• **Selection**:
-- BEGIN --
True but that can happen regardless of what we are swapping.
A hand plane or marking gauge can be as simple or elaborate as one decides..
And I think most of us understand that to a point.

Putting a dollar limit might help a little like Brandon did on the marking gauge swap
Also going to write up a list of acceptable tools in that category then let everyone pitch in and help add to or trim down the list.


----------



## WayneC (Mar 8, 2007)

Evening Update.


----------



## camps764 (Dec 9, 2011)

voted! Looking forward to participating in whatever it ends up being.


----------



## WayneC (Mar 8, 2007)

This morning's status update. Please vote if you have not. Thanks.


----------



## johnstoneb (Jun 14, 2012)

Layout and marking


----------



## donwilwol (May 16, 2011)

in case you were wondering about the previous swaps. (add if I missed any)

Plane swap

Marking gauge

Mallet swap

What did I miss?


----------



## ShaneA (Apr 15, 2011)

Marking knife/awl was one too.


----------



## donwilwol (May 16, 2011)

Marking knife swap.


----------



## WayneC (Mar 8, 2007)

Morning update.










Please vote if you have not already voted.


----------



## LakeLover (Feb 2, 2013)

I voted.

I also would like some more Caunucks to take up the challange. For me shipping to and from the US is a long time and cost.
-- END --
• **Material supplied**:
-- BEGIN --
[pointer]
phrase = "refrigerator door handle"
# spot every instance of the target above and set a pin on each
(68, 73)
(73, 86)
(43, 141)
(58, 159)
-- END --
• **Task description**: Please retype the whole tool swap thread word for word, with every line kept. Rely on the forum thread alone.

• **Problem solution**:
True but that can happen regardless of what we are swapping.
A hand plane or marking gauge can be as simple or elaborate as one decides..
And I think most of us understand that to a point.

Putting a dollar limit might help a little like Brandon did on the marking gauge swap
Also going to write up a list of acceptable tools in that category then let everyone pitch in and help add to or trim down the list.


----------



## WayneC (Mar 8, 2007)

Evening Update.


----------



## camps764 (Dec 9, 2011)

voted! Looking forward to participating in whatever it ends up being.


----------



## WayneC (Mar 8, 2007)

This morning's status update. Please vote if you have not. Thanks.


----------



## johnstoneb (Jun 14, 2012)

Layout and marking


----------



## donwilwol (May 16, 2011)

in case you were wondering about the previous swaps. (add if I missed any)

Plane swap

Marking gauge

Mallet swap

What did I miss?


----------



## ShaneA (Apr 15, 2011)

Marking knife/awl was one too.


----------



## donwilwol (May 16, 2011)

Marking knife swap.


----------



## WayneC (Mar 8, 2007)

Morning update.










Please vote if you have not already voted.


----------



## LakeLover (Feb 2, 2013)

I voted.

I also would like some more Caunucks to take up the challange. For me shipping to and from the US is a long time and cost.